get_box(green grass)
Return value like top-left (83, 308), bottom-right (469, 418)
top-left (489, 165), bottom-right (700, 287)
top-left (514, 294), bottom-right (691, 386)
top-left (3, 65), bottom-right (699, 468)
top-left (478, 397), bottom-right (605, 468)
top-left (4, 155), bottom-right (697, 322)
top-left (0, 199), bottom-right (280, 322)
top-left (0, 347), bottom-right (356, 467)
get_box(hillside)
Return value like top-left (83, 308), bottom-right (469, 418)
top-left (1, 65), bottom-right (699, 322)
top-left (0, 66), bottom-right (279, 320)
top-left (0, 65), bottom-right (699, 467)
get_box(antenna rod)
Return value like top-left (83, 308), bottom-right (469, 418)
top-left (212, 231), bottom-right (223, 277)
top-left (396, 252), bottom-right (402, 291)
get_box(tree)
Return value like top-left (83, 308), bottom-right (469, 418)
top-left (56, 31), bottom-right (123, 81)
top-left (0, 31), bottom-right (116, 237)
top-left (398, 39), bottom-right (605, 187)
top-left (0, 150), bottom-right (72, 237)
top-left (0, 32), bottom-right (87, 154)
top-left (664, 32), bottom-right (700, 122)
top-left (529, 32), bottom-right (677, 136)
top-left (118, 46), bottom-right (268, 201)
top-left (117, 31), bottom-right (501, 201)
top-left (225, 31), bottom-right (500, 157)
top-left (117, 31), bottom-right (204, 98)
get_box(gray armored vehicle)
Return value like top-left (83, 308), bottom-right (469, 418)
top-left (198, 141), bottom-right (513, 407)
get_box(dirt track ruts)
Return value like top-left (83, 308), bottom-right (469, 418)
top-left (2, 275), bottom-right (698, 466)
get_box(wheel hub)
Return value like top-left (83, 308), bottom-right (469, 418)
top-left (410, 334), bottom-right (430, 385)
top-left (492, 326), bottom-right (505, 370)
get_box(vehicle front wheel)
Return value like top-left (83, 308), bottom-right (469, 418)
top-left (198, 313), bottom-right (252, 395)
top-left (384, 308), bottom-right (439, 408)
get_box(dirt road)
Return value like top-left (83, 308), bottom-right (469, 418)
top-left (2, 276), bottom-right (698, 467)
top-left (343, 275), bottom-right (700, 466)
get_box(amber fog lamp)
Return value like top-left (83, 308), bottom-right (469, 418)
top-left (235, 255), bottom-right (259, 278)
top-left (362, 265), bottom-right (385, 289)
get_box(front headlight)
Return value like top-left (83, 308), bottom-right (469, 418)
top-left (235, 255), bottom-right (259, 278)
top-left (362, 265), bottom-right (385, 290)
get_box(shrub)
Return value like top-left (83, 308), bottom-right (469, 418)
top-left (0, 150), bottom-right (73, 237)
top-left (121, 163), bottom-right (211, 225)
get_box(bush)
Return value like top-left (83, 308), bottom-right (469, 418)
-----
● **What is required**: The whole listing needs repeating. Match each line exactly.

● **Answer to the exercise**:
get_box(green grass)
Return value like top-left (83, 308), bottom-right (469, 418)
top-left (489, 165), bottom-right (700, 287)
top-left (514, 294), bottom-right (691, 386)
top-left (3, 65), bottom-right (699, 468)
top-left (478, 397), bottom-right (605, 468)
top-left (4, 155), bottom-right (697, 322)
top-left (0, 199), bottom-right (280, 322)
top-left (0, 347), bottom-right (356, 467)
get_box(hillside)
Return value like top-left (83, 308), bottom-right (469, 418)
top-left (1, 65), bottom-right (699, 322)
top-left (0, 66), bottom-right (279, 320)
top-left (0, 65), bottom-right (699, 467)
get_box(antenna rod)
Return value like top-left (83, 308), bottom-right (469, 418)
top-left (212, 231), bottom-right (223, 277)
top-left (396, 252), bottom-right (402, 291)
get_box(tree)
Return value like top-left (83, 308), bottom-right (469, 418)
top-left (56, 31), bottom-right (123, 81)
top-left (0, 31), bottom-right (116, 237)
top-left (398, 39), bottom-right (605, 187)
top-left (0, 150), bottom-right (72, 237)
top-left (0, 32), bottom-right (87, 154)
top-left (664, 32), bottom-right (700, 122)
top-left (529, 32), bottom-right (677, 136)
top-left (118, 46), bottom-right (268, 201)
top-left (117, 31), bottom-right (501, 201)
top-left (225, 31), bottom-right (500, 157)
top-left (117, 31), bottom-right (204, 98)
get_box(gray armored vehicle)
Return value like top-left (83, 308), bottom-right (469, 418)
top-left (198, 141), bottom-right (513, 407)
get_box(dirt track ruts)
Return value like top-left (83, 308), bottom-right (469, 418)
top-left (2, 275), bottom-right (698, 466)
get_box(wheel hub)
Return value like top-left (83, 308), bottom-right (469, 418)
top-left (410, 334), bottom-right (430, 385)
top-left (492, 326), bottom-right (505, 370)
get_box(vehicle front wheel)
Return value like top-left (83, 308), bottom-right (469, 418)
top-left (198, 313), bottom-right (252, 395)
top-left (384, 308), bottom-right (439, 408)
get_box(dirt road)
Return value like top-left (83, 308), bottom-right (469, 418)
top-left (2, 276), bottom-right (698, 467)
top-left (343, 275), bottom-right (700, 466)
get_box(amber fog lamp)
Return value like top-left (83, 308), bottom-right (469, 418)
top-left (235, 255), bottom-right (259, 278)
top-left (362, 265), bottom-right (385, 289)
get_box(front headlight)
Return value like top-left (83, 308), bottom-right (469, 418)
top-left (235, 255), bottom-right (259, 278)
top-left (362, 265), bottom-right (385, 290)
get_box(shrub)
Return value like top-left (83, 308), bottom-right (469, 418)
top-left (0, 150), bottom-right (73, 237)
top-left (121, 163), bottom-right (211, 225)
get_box(bush)
Return value like top-left (83, 308), bottom-right (469, 418)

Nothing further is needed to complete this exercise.